>> start

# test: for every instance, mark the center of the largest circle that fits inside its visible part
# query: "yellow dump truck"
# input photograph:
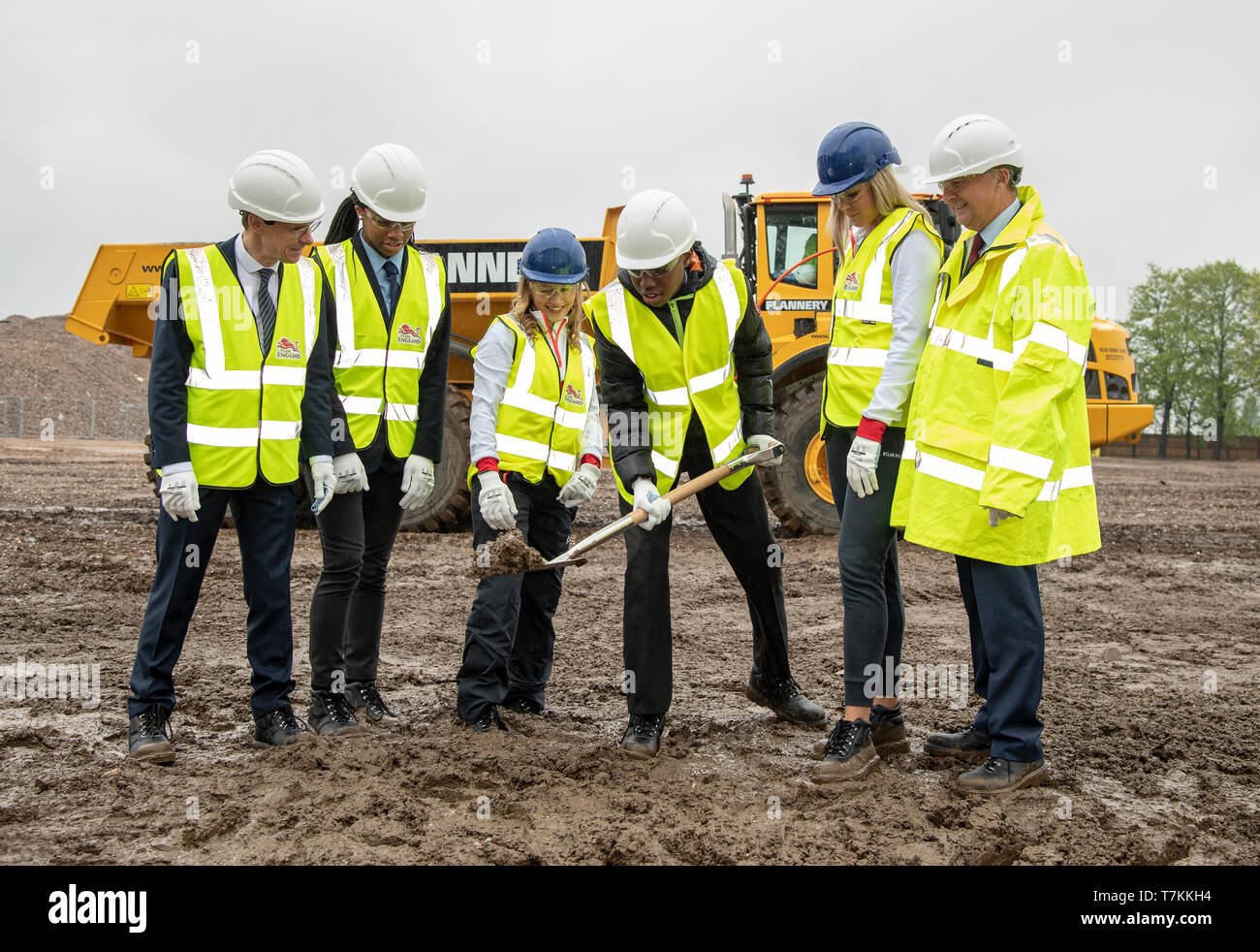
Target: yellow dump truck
(114, 306)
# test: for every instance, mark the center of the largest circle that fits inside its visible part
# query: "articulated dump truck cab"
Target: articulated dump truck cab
(782, 234)
(116, 306)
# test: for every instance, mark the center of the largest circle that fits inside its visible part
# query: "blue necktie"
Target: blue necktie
(392, 273)
(266, 310)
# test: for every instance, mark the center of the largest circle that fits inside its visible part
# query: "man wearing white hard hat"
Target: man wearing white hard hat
(238, 394)
(996, 460)
(387, 310)
(685, 365)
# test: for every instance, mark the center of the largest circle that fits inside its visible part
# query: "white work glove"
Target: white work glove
(861, 465)
(324, 479)
(995, 516)
(351, 474)
(580, 489)
(498, 507)
(760, 441)
(646, 498)
(179, 494)
(417, 482)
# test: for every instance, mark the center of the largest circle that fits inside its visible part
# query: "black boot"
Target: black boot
(331, 714)
(849, 753)
(785, 699)
(968, 746)
(150, 737)
(642, 739)
(889, 729)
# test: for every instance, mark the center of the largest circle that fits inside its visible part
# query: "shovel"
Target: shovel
(575, 555)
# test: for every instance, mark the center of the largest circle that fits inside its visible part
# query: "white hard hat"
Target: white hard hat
(391, 181)
(277, 187)
(654, 229)
(970, 143)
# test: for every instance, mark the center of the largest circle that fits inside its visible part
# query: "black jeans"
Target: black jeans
(874, 615)
(509, 640)
(1008, 653)
(357, 531)
(265, 516)
(741, 528)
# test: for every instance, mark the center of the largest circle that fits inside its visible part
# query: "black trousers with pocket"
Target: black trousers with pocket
(265, 519)
(740, 524)
(357, 532)
(874, 615)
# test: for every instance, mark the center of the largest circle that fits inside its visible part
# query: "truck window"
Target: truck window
(792, 235)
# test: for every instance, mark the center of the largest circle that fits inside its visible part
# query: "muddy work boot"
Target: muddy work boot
(331, 714)
(968, 746)
(889, 729)
(642, 739)
(521, 705)
(488, 721)
(277, 728)
(998, 776)
(849, 753)
(366, 703)
(149, 737)
(785, 699)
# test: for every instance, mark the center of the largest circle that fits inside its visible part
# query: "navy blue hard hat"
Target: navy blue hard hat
(553, 256)
(852, 153)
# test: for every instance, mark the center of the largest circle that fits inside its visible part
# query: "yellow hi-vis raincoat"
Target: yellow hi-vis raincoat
(998, 411)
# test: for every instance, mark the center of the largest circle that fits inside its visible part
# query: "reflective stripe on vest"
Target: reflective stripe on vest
(709, 387)
(373, 380)
(542, 418)
(862, 321)
(973, 478)
(265, 407)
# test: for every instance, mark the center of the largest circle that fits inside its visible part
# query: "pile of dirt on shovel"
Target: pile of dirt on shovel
(507, 555)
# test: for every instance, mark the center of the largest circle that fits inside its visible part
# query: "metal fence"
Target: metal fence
(49, 418)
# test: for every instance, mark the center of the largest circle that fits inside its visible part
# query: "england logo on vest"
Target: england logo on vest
(286, 349)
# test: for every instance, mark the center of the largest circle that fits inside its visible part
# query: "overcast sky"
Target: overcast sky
(122, 121)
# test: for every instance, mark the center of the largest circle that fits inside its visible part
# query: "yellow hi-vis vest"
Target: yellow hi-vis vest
(377, 368)
(698, 372)
(862, 319)
(998, 415)
(244, 412)
(541, 416)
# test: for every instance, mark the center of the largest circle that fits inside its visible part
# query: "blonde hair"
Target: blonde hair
(521, 313)
(889, 194)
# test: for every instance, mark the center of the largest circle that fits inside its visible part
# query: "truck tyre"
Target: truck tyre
(448, 508)
(798, 492)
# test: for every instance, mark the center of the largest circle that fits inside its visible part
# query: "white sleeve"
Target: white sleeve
(490, 369)
(915, 267)
(592, 430)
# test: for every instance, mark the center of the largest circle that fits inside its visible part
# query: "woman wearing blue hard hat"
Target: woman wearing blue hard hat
(536, 445)
(890, 255)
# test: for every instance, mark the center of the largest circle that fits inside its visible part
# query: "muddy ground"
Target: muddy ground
(1150, 710)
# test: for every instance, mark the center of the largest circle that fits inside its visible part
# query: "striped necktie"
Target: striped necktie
(266, 310)
(392, 275)
(977, 247)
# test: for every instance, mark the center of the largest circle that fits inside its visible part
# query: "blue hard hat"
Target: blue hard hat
(852, 153)
(553, 256)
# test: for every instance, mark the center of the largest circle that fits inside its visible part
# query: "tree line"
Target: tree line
(1196, 340)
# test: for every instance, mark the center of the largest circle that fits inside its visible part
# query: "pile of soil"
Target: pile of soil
(58, 373)
(505, 555)
(1150, 703)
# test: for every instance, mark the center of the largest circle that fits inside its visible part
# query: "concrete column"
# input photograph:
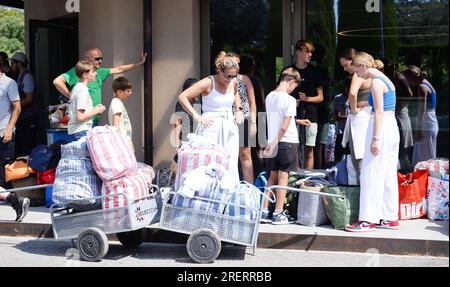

>> end

### Aim
Pick out every line of the material that contains the string "ground", and copy each one in full.

### Result below
# query: "muddy ground"
Target: muddy ground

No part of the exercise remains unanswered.